SELECTED PASSAGE —
Norfolk had taken over Hertford's command in France, but quickly proved so incompetent that the King recalled him and gave him perhaps the most blistering dressing-down of his careeer, accusing him of acting “clean discrepant from our commandment,” and warning him that in future he must “study and seek our honour, herein somewhat touched, redubbed.”
20

Surrey was chosen to replace his father in France. For a year now, the Earl had been occupied with the building of a fine new mansion, Mount Surrey, near Norwich.
21
In September 1545, he was appointed the King's Lieutenant General in charge of all the land and naval forces in France. Once installed at Boulogne, he served the King with such ostentatious valour that both Henry and Paget felt obliged to rebuke him for putting himself at unnecessary risk.
22
The Council were not so impressed by Surrey's lavish overspending, nor the inefficiency of his administration.
23

On 6 November 1545, Katherine Parr published her first book, a devotional work entitled
Prayers or Meditations, wherein the Mind is Stirred Patiently to Su fer all Afflictions
, which was printed by Thomas Berthelet. Although strongly evangelical in tone and content, it did not overstep the bounds of orthodoxy, and appeared with the King's full approval. It was very rare in early Tudor England for a woman to publish a book: only seven other women did so during the reigns of the first two Tudors.
24
Katherine's book immediately became very popular, especially among her own sex, and went through nineteen editions in the sixteenth century. On the strength of its reputation, the Universities of Oxford and Cambridge both asked the Queen to become their patron, an honour she took pleasure in accepting, and Nicholas Udall dedicated to Katherine his translation of the Gospel of St. Luke.

In 1544, Roger Ascham had completed his brilliant satirical treatise
Toxophilus
, which was ostensibly about archery—“a pastime honest for the mind, wholesome for the body, fit for every man, vile for no man”— yet also contained a pithy summation of the state of the realm and a plea for English to replace Latin as the language of humanism. Ascham had long hoped to present his work to the King, but the French war had intervened, and it was not until 1545 that he obtained—probably through the good offices of his friend and patron Sir Anthony Denny—an audience of Henry, who received him in the gallery at Greenwich and “did so well like” the book that he immediately awarded Ascham a pension of £10 (£3,000), thus opening the way to further court patronage.

PROBLEMS TO SOLVE —
a) Reproduce the part of the Tudor court passage that opens with the words containing "Norfolk had taken" and closes with "at unnecessary risk.", keeping every word as it appears.
b) Supply the next part of the passage on the Tudor court in 1545, picking up after its final sentence.
The data after this passage is separate material and has no connection to it.

PROVIDED MATERIAL —
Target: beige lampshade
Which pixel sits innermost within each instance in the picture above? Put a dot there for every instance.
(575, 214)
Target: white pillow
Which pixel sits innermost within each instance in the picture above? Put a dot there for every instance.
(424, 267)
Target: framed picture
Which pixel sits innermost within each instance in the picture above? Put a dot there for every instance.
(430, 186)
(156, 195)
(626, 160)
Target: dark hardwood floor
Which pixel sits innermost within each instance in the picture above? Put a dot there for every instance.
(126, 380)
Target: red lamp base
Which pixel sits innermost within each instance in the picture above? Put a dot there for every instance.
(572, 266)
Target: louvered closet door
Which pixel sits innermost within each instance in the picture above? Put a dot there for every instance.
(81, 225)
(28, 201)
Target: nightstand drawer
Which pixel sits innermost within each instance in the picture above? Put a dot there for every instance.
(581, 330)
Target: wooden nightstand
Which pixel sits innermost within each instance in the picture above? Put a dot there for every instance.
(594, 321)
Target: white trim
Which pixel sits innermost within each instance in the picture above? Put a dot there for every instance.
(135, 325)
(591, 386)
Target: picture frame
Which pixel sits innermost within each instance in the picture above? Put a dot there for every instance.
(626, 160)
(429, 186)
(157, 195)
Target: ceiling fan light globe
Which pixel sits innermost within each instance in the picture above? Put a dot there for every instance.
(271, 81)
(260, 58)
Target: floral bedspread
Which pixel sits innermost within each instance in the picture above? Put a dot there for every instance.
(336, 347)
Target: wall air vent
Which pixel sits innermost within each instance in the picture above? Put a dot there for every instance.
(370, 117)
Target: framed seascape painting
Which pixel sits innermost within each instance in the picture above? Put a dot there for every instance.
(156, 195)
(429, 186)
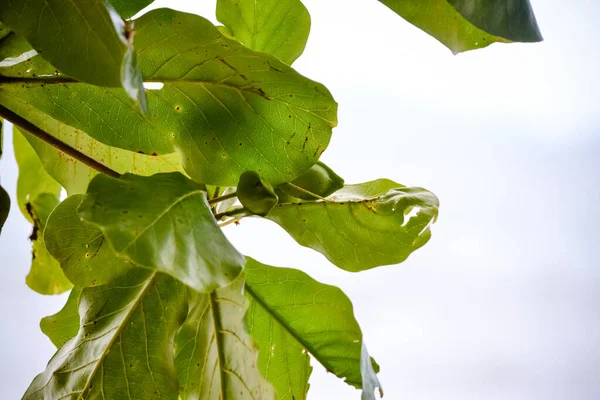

LIST OF ANSWERS —
a)
Norfolk had taken over Hertford's command in France, but quickly proved so incompetent that the King recalled him and gave him perhaps the most blistering dressing-down of his careeer, accusing him of acting “clean discrepant from our commandment,” and warning him that in future he must “study and seek our honour, herein somewhat touched, redubbed.”
20

Surrey was chosen to replace his father in France. For a year now, the Earl had been occupied with the building of a fine new mansion, Mount Surrey, near Norwich.
21
In September 1545, he was appointed the King's Lieutenant General in charge of all the land and naval forces in France. Once installed at Boulogne, he served the King with such ostentatious valour that both Henry and Paget felt obliged to rebuke him for putting himself at unnecessary risk.

b)
Henry—and the reformists—lost another supportive friend in November 1545 when Sir William Butts died. Dr. Thomas Wendy replaced him, but he lacked the intellectual stature of Butts, whose ministrations were greatly missed when, in the winter, the King suffered yet another bout of illness. Van der Delft reported on Christmas Eve that Henry was “so unwell that, considering his age and corpulence, fears are entertained that he will be unable to survive further attacks.”
25

Nevertheless, on that same day, the King went to Westminster and addressed Parliament for what was to prove the last time in his reign. With unusual humility, he thanked the Speaker for his speech reminding him of his duty as sovereign, “which is to endeavour myself to obtain and get such excellent qualities and necessary virtues as a prince or governor ought to have, of which gifts I recognise myself both bare and barren. But for such small qualities as God has endowed me with, I render to His goodness my most humble thanks.” After complaining that “that most precious jewel, the Word of God, is now disputed, rhymed, sung and jangled in every alehouse and tavern,” he exhorted his subjects, “Be in charity one with another, like brother and brother. Love, dread and serve God, the which I, as your sovereign lord, exhort and require you; and then I doubt not but that love and league shall never be dissolved nor broken between us.”
26
His speech had a profound impact on his listeners: one M.P. commented, “To us that have not heard him often, it was such a joy and marvellous comfort as I reckon this day one of the happiest of my life.”